▶ _What to do_: Transcribe each entry so that it matches the original exactly.

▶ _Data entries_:
§

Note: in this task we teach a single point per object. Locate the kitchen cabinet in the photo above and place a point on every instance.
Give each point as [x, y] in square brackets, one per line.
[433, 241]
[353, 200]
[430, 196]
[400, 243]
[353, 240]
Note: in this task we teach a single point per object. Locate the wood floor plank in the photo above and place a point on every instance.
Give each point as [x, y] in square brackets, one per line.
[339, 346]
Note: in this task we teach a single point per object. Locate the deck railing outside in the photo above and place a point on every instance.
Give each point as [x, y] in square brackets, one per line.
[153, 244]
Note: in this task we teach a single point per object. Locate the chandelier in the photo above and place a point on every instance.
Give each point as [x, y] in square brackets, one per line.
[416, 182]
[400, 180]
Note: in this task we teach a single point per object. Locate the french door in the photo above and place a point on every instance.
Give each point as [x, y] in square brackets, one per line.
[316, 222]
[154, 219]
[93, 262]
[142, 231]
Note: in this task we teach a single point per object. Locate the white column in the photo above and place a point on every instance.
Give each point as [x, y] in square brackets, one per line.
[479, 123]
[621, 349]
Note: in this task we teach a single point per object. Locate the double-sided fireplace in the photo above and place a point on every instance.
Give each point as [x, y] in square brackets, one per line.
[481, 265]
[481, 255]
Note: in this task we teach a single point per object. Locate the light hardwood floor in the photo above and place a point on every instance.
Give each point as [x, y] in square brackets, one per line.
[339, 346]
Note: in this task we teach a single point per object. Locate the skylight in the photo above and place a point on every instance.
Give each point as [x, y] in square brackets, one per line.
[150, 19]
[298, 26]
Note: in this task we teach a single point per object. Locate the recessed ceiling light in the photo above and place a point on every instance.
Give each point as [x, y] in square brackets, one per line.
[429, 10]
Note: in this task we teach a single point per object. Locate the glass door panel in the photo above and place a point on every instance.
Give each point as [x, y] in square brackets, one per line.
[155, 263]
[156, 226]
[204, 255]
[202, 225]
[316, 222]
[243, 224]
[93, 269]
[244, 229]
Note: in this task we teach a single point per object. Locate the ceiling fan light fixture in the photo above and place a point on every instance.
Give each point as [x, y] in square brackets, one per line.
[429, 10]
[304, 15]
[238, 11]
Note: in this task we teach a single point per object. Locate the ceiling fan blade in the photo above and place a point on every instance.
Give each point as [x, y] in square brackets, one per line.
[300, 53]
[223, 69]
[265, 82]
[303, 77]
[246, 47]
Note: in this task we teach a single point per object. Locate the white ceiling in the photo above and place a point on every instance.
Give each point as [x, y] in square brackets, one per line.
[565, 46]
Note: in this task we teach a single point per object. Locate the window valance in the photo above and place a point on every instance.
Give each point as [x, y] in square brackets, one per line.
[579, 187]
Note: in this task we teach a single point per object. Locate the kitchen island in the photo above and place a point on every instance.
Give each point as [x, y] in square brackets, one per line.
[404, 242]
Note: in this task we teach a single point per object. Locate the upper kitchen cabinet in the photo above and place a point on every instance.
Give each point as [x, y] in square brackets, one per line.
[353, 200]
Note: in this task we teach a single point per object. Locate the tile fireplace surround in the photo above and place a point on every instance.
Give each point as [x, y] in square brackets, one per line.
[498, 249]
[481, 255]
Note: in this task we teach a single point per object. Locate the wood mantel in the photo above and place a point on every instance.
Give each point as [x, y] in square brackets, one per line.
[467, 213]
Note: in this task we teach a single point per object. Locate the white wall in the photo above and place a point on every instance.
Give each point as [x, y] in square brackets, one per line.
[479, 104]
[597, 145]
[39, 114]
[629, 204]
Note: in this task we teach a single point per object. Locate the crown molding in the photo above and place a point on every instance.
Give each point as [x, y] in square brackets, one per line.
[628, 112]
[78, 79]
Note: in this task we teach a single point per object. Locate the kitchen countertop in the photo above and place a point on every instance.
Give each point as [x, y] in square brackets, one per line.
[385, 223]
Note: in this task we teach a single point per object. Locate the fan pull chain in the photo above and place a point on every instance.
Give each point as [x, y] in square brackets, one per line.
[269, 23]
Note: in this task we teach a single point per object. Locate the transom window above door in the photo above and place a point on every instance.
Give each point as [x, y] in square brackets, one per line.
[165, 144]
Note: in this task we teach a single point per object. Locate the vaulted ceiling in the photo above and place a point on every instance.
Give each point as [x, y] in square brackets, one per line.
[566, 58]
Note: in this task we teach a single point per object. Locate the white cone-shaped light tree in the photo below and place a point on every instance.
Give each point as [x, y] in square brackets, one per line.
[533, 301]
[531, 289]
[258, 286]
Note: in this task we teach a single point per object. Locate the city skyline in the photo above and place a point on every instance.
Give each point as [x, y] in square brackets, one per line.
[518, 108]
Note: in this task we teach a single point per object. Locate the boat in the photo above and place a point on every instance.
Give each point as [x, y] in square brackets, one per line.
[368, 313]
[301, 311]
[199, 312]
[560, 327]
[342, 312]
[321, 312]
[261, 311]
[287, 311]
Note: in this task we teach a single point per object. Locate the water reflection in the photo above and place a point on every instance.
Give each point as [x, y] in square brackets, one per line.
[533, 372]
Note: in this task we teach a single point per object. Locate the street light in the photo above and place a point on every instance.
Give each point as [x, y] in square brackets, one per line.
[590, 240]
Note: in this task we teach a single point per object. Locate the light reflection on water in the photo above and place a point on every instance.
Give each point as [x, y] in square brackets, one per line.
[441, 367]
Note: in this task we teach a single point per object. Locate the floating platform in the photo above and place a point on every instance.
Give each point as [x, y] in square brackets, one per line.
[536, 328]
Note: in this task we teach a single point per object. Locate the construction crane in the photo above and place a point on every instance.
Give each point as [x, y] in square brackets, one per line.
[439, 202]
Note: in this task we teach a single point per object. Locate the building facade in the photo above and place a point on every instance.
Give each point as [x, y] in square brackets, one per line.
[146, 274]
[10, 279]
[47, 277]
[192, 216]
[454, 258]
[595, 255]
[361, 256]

§

▶ _Response to the task_:
Note: in this task we teach a single point per object. Locate the kitchen cabinet in the photo above and place a point on every instance.
Give each point as [x, y] in square brackets, one per line.
[433, 241]
[353, 200]
[430, 196]
[400, 243]
[353, 240]
Note: in this task we teach a single point per object. Locate the wood floor plank in the photo above and place a point on every instance.
Give each point as [x, y] in square brackets, one per line.
[339, 346]
Note: in this task we teach a single point per object. Locate the deck railing outside in the photo above and place a point on every instance.
Give each point as [x, y] in square brackets, one per line.
[153, 244]
Note: in this task we teach a single point per object. Locate the chandelier in the photo above and place a point on every instance.
Give each point as [x, y] in square brackets, one per line.
[416, 182]
[400, 180]
Note: in this task we teach a single point per object. Locate the french door in the photo above and place a point on every instance.
Give each point as [x, y] in square brackets, one per line.
[316, 222]
[154, 219]
[93, 262]
[142, 231]
Note: in this task we teach a single point per object. Locate the white column in the photo above and place a point on every instance.
Give each point as [x, y] in square brackets, one per line.
[479, 123]
[621, 349]
Note: in this task we teach a single point per object. Locate the double-sided fireplace in the photo above and place a point on every instance.
Give each point as [x, y] in square brackets, one per line.
[481, 265]
[481, 255]
Note: in this task we teach a single point per object. Locate the light hardwood floor in the photo above and place a point on every instance.
Give each point as [x, y] in square brackets, one per line.
[339, 346]
Note: in this task we teach a single point per object. Locate the skylight in the photo above and place a point on every instance.
Give each point as [x, y] in square brackets, one per line.
[150, 19]
[298, 26]
Note: in this task we teach a single point per object. Locate the recessed ceiling light in the photo above and place a point on every instance.
Give each point as [x, y] in square brackets, one per line.
[429, 10]
Note: in this task we teach a single point per object. Locate the glass door panel in the photo above and place a point on every instance.
Give each point as [x, y] in square brackets, one per line.
[155, 263]
[156, 226]
[204, 255]
[202, 225]
[316, 222]
[243, 224]
[93, 269]
[244, 229]
Note: in this task we teach a single point per object. Locate the ceiling fan light fixture in the photo above and place a point on every instance.
Give each point as [x, y] in square brackets, one per line.
[429, 10]
[304, 15]
[238, 11]
Note: in this task we teach a single point per object. Locate the ceiling fan blade in the photo above and place a point on every instance.
Give each point as [x, y] in square brackets, one per line.
[300, 53]
[223, 69]
[265, 82]
[303, 77]
[246, 47]
Note: in this task we teach a single point per object. Locate the white ceiling in the photo above and place a point on every instance.
Give each point as [x, y] in square brackets, one per line.
[565, 46]
Note: in this task we teach a single point per object. Locate the window valance in the photo above and place a point on every instance.
Give each point as [x, y] in square brackets, one per line.
[579, 187]
Note: in this task we teach a single point per object. Locate the kitchen island in the photo above and place a point on every instance.
Give each point as [x, y] in square brackets, one per line.
[404, 242]
Note: in this task we teach a single point per object. Locate the upper kitchen cabinet in the photo above and place a point on every instance.
Give each point as [x, y] in square brackets, one per line.
[353, 200]
Note: in this task we teach a single point per object. Locate the tile fireplace surround in the photo above and place a point on every instance.
Give each point as [x, y] in square brackets, one per line.
[498, 249]
[481, 255]
Note: in this task we teach a single point per object. Locate the wood mantel in the photo above and place a point on every instance.
Give each point as [x, y] in square brackets, one per line.
[467, 213]
Note: in this task we teach a single point per object. Locate the white wall in the photo above and place a point on every instance.
Give each point as [x, y] in square brackets, one per line.
[479, 104]
[597, 145]
[39, 114]
[629, 204]
Note: in this task we teach a single point per object. Locate the crown molding in the photo above and place a point on every instance.
Give each point as [x, y] in square brackets, one per line.
[628, 112]
[78, 79]
Note: in this task we teach a single point per object. Locate the kitchen countertop in the photo above and place a point on every instance.
Give each point as [x, y] in square brackets, one per line.
[385, 223]
Note: in this task we teach a single point per object. Locate the fan pull chain in the photo above and place a point on every instance.
Give each point as [x, y] in square brackets, one per line.
[269, 23]
Note: in this task we teach a single point per object. Locate the transom window above door in the photo above and place a point on every instance.
Give each point as [x, y] in square brackets, one per line.
[165, 144]
Note: in this task we teach a single point per object. Locate the vaulted ceiling in the photo above and place a point on every instance.
Give each point as [x, y] in square brackets, one per line.
[566, 58]
Note: in this task we teach a single point per object. Locate the white cone-shaped light tree in the photo below and place a point on every instance.
Give each point as [x, y] in square brackets, one per line.
[533, 301]
[531, 289]
[258, 286]
Note: in this task we teach a single point per object. Locate the city skyline in the photo above and place a point on every instance.
Give each point as [x, y] in square brackets, one per line.
[518, 108]
Note: in this task we teach a single point per object. Locate the boat in the photo above and place a point on every instance.
Give each point as [x, y] in square brackets, one per line.
[368, 313]
[301, 311]
[199, 312]
[560, 327]
[342, 312]
[321, 312]
[261, 311]
[287, 311]
Note: in this task we teach a single point per object. Locate the water reflection in the photo above and place a point on every instance.
Give each point as [x, y] in square brackets, one per line.
[533, 372]
Note: in this task we teach a single point per object. Locate the street light in the photo above and place a point on every instance.
Give each point as [x, y] in square brackets, one per line.
[590, 240]
Note: in this task we teach a single point per object. Locate the light reflection on water in the photo above and place a point on every instance.
Give each point as [x, y] in square brackets, one per line.
[441, 367]
Note: in this task we teach a single point per object. Locate the floating platform in the photo above and place a point on every instance.
Give each point as [x, y] in square brackets, one per line.
[536, 328]
Note: in this task we teach a single point per object. Locate the construction crane in the photo above and place a point on every instance.
Give each point as [x, y] in square brackets, one per line.
[439, 202]
Note: in this task we teach a single point per object. Locate the building facade in the photo above and place a point on every instance.
Give each point as [x, y] in square brackets, one per line.
[146, 274]
[10, 279]
[47, 277]
[192, 216]
[454, 258]
[595, 255]
[361, 256]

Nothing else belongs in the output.